▶ [TASK DETAILS] From the top of the entries below through the line containing "87L484 65L458 71L443", return every line exactly as written, please, and stop there.

▶ [EXTRACTED INFORMATION]

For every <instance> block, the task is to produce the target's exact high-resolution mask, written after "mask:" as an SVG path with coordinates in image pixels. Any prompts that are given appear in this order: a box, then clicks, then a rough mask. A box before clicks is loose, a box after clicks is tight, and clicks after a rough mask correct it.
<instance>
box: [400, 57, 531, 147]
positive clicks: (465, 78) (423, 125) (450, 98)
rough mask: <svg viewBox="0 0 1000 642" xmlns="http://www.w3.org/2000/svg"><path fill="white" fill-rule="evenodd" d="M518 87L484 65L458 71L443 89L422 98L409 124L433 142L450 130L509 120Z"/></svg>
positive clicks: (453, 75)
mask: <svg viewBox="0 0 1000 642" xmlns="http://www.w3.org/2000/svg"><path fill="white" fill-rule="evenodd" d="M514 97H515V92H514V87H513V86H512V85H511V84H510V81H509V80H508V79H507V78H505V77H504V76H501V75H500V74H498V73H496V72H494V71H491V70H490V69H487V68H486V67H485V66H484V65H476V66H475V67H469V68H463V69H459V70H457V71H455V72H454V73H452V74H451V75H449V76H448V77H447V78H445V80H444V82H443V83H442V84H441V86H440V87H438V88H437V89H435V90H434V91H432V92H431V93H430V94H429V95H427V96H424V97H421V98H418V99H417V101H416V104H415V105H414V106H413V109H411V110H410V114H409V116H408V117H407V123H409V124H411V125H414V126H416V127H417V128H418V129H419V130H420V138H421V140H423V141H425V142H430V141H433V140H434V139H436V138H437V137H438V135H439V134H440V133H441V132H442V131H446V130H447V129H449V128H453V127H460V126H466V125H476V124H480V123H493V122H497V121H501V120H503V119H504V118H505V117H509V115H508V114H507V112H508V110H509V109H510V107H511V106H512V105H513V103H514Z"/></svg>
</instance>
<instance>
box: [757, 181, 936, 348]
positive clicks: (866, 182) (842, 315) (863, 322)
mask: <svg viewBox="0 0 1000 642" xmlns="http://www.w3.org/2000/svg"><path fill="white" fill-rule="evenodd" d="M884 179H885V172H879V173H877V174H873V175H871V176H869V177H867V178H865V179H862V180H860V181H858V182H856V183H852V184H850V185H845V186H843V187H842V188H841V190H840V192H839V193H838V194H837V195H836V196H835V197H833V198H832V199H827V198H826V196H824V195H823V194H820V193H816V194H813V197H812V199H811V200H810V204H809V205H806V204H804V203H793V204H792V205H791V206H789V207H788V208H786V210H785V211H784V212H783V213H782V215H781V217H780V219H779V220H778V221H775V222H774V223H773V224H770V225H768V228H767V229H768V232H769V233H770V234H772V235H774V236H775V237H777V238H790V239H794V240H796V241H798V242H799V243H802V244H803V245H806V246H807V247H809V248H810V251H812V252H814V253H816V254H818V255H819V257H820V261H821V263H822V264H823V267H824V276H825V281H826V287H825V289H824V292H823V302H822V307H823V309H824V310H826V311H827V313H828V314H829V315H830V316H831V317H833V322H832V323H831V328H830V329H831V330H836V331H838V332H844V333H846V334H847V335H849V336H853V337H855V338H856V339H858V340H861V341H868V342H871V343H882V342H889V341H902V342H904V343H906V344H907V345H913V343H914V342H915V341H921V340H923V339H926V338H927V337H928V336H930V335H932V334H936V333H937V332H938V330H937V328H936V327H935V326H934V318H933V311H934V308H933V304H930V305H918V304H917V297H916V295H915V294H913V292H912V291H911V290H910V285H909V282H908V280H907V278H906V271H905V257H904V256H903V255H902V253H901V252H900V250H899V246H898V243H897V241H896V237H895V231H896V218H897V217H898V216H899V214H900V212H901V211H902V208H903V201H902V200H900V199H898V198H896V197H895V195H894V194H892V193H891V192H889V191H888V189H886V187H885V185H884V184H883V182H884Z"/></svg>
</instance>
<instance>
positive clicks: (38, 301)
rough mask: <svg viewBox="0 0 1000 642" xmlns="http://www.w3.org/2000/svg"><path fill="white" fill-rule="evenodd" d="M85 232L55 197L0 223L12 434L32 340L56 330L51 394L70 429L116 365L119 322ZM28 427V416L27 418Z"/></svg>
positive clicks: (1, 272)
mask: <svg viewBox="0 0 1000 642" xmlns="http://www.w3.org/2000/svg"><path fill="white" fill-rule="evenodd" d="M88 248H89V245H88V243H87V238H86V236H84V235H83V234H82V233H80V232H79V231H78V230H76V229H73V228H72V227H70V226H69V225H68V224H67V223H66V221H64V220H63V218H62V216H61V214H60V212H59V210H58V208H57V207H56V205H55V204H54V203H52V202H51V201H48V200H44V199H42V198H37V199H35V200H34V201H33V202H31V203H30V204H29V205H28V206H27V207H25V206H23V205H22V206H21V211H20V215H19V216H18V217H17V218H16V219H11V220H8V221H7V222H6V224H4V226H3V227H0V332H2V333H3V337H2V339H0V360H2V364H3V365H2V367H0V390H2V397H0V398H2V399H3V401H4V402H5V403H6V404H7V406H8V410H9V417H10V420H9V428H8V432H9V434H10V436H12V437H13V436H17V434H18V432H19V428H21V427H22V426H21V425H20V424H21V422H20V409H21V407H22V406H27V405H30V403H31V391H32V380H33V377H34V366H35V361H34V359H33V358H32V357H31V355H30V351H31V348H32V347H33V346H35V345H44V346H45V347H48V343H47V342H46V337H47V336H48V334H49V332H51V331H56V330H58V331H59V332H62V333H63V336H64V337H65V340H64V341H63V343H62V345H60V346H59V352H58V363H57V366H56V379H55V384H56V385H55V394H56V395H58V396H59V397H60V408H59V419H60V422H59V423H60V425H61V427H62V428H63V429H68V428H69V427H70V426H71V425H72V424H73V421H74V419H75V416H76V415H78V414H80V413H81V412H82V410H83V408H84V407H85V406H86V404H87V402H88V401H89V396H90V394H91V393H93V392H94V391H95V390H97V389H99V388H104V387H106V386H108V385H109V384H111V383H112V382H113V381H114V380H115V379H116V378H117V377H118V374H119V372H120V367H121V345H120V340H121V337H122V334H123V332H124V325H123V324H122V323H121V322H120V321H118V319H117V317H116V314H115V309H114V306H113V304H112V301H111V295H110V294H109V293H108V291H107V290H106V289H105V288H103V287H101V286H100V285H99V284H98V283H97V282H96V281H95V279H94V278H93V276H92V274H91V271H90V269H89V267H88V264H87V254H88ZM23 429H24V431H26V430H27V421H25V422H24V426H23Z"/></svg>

▶ [REPLY TO THE EXERCISE]
For every <instance> block, the task is to produce the target's exact high-resolution mask, written after "mask:" as an SVG path with coordinates in image pixels. Any prompts that are given appear in this order: a box, then clicks, then a rough mask. A box before clicks is loose, a box after clicks is tight, and clicks after a rough mask correct it.
<instance>
box: [400, 57, 531, 147]
positive clicks: (465, 78) (423, 125) (450, 98)
rough mask: <svg viewBox="0 0 1000 642" xmlns="http://www.w3.org/2000/svg"><path fill="white" fill-rule="evenodd" d="M518 87L484 65L458 71L443 89L422 98L409 124L433 142L450 130L509 120Z"/></svg>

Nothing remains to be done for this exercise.